PAGE EXTRACT:
☆ ☆ ☆ ☆

You can use match to get the first instance of Activity == EOSP and use slice to remove everything before that. Once you do that, then you can remove duplicates and filter on EOSP and NOR, i.e.
library(tidyverse)
df %>%
group_by(Group) %>%
mutate(new = match('EOSP', Activity)) %>%
slice(new:n()) %>%
distinct(Activity, .keep_all = TRUE) %>%
filter(Activity %in% c('EOSP', 'NOR'))
which gives,
# A tibble: 4 x 4
# Groups: Group [2]
Group Activity TimeLine new
<fct> <fct> <dbl> <int>
1 A EOSP 1 1
2 A NOR 2 1
3 B EOSP 2 2
4 B NOR 4 2
NOTE 1: You can ungroup() and select(-new)
NOTE 2: The warning messages being issued here
(Warning messages:
1: In new:4L : numerical expression has 4 elements: only the first used
2: In new:4L : numerical expression has 4 elements: only the first used
)

☆ ☆ ☆ ☆

DATA FOR REVIEW:
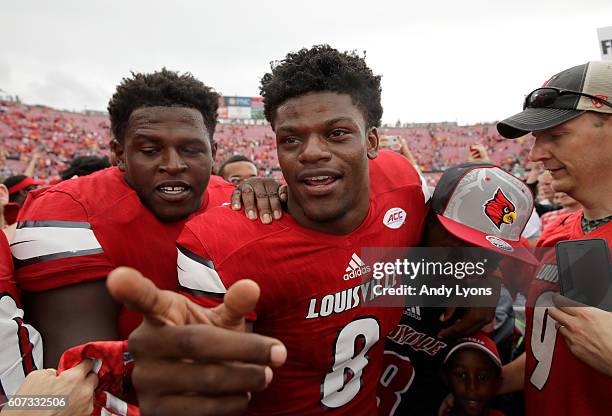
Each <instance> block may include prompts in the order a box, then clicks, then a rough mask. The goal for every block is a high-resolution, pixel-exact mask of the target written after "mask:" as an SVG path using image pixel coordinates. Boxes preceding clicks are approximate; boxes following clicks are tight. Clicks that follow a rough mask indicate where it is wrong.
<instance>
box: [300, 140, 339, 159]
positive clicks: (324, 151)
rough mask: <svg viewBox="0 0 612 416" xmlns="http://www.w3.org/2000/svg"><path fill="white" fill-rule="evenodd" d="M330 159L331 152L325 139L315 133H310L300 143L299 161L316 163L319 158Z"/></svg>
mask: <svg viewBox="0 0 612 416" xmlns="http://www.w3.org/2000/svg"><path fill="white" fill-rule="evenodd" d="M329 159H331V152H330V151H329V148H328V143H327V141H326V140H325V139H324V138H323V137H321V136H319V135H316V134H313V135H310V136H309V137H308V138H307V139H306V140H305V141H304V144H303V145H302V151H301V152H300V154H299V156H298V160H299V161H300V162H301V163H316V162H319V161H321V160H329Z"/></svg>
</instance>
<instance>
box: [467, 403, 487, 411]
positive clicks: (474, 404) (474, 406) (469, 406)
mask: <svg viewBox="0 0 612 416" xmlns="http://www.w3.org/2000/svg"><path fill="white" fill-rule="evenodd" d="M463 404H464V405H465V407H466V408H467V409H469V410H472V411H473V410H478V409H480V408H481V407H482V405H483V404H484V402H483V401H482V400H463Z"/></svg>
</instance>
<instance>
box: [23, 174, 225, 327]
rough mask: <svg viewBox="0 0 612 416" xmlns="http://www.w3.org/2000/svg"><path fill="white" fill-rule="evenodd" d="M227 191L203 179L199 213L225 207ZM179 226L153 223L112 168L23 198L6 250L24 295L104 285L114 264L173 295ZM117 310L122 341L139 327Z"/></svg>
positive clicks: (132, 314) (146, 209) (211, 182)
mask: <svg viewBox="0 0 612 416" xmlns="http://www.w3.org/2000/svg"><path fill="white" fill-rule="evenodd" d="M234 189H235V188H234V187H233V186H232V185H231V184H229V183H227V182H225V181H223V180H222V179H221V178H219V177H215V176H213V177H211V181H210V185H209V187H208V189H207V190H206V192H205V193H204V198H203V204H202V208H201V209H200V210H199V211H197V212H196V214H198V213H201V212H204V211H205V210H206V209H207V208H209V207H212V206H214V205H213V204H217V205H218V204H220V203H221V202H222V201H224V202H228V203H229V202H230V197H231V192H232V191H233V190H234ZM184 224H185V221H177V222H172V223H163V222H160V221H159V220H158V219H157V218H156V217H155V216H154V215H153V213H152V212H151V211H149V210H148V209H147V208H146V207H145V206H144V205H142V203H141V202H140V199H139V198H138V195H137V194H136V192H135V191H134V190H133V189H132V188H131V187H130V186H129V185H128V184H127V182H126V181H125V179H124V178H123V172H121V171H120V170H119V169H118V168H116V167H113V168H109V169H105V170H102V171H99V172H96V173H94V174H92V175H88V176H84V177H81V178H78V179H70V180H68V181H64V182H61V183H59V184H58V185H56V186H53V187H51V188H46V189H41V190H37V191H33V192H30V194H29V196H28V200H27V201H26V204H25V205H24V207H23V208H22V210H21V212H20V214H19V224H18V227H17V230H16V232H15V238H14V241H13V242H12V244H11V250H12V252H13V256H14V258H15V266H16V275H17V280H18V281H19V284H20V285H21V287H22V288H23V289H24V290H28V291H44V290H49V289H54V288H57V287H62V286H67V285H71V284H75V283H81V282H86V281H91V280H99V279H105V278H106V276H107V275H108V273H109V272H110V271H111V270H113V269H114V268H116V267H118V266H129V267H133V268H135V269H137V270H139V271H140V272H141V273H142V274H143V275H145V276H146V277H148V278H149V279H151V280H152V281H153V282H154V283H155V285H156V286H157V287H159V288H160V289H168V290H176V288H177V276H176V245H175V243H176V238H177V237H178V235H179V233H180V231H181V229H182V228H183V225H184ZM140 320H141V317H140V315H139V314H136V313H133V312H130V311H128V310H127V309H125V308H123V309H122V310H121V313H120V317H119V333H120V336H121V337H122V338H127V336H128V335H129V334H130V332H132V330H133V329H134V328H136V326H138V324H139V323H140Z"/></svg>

☆ ☆ ☆ ☆

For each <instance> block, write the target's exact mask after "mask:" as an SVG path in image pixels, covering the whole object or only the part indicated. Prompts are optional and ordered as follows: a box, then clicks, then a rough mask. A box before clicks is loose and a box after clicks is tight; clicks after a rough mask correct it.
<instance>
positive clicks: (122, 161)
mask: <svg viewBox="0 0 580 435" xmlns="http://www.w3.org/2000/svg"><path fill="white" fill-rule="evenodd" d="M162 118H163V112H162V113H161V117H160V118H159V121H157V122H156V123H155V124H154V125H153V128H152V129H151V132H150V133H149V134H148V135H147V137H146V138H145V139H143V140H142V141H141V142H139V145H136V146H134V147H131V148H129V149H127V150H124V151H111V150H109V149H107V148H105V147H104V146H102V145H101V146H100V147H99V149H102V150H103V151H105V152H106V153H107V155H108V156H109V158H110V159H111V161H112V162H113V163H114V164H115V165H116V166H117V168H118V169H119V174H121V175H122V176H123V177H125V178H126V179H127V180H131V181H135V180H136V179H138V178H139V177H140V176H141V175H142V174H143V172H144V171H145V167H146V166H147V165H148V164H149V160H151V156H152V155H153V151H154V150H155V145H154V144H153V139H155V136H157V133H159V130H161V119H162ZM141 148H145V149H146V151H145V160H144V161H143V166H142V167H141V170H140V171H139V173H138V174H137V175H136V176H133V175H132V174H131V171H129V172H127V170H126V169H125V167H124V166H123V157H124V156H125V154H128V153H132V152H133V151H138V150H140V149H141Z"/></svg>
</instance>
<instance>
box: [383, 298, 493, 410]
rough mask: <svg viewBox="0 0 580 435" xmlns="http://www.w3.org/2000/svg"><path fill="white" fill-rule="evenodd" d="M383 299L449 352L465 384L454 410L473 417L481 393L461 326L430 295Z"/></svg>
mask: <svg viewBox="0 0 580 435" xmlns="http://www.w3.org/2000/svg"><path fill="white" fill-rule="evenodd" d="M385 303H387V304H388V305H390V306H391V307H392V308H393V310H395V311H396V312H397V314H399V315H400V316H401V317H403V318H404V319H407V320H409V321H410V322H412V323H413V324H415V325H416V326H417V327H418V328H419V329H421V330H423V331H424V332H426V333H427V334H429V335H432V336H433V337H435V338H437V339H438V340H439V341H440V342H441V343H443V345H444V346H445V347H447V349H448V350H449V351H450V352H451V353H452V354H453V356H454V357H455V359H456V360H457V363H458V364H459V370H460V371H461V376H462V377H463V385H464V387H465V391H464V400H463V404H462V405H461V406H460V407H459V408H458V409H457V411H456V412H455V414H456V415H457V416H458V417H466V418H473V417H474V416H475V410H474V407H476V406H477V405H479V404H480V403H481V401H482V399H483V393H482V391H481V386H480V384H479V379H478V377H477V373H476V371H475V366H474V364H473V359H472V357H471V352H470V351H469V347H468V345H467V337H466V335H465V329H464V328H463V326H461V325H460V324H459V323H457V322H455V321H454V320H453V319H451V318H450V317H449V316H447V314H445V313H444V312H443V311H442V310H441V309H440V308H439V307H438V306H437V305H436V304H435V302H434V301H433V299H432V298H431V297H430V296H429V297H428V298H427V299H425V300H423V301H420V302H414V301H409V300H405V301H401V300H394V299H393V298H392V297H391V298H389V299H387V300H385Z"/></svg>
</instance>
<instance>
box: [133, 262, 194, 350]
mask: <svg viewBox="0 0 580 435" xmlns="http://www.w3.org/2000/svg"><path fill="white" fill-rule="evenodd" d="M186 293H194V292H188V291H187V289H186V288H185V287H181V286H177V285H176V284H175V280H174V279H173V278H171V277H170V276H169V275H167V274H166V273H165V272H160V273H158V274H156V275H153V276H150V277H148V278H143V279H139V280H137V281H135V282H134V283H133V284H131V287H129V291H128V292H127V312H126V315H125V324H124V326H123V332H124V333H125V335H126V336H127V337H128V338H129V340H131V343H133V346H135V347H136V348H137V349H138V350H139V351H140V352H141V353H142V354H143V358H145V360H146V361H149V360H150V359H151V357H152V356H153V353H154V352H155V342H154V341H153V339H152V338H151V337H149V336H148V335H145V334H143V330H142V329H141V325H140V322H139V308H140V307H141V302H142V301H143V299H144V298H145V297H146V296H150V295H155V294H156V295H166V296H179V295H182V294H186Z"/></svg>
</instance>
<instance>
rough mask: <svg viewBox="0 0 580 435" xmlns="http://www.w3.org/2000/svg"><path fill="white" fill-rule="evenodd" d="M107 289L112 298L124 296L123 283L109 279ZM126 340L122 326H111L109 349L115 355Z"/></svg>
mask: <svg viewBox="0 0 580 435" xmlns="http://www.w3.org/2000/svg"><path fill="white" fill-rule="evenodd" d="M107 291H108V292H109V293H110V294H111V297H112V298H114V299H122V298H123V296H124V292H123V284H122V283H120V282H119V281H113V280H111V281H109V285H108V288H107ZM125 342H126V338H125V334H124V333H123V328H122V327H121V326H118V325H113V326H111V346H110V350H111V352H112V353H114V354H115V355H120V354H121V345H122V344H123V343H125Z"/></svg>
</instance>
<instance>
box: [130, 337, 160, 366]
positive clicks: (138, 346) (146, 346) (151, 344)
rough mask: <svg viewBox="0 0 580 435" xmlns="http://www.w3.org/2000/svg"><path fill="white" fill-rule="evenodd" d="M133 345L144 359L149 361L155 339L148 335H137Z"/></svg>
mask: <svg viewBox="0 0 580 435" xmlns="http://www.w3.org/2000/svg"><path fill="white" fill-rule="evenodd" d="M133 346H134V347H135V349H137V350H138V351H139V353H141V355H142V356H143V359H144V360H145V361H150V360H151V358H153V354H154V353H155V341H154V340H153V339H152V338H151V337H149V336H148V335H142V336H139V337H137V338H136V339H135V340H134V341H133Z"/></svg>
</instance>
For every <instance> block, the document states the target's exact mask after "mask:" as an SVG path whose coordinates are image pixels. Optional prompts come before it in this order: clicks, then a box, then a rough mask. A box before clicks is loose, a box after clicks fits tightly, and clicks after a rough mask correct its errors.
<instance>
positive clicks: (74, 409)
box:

☆ ☆ ☆ ☆

WHAT IS NEEDED:
Condense the paragraph of the dplyr answer that begins "You can use match" into a short bulleted list that keeps its main steps. Rely solely on the dplyr answer here.

THE ANSWER:
- Use match to find the first instance of Activity == EOSP.
- Use slice to remove everything before that row.
- Remove duplicates.
- Filter on EOSP and NOR.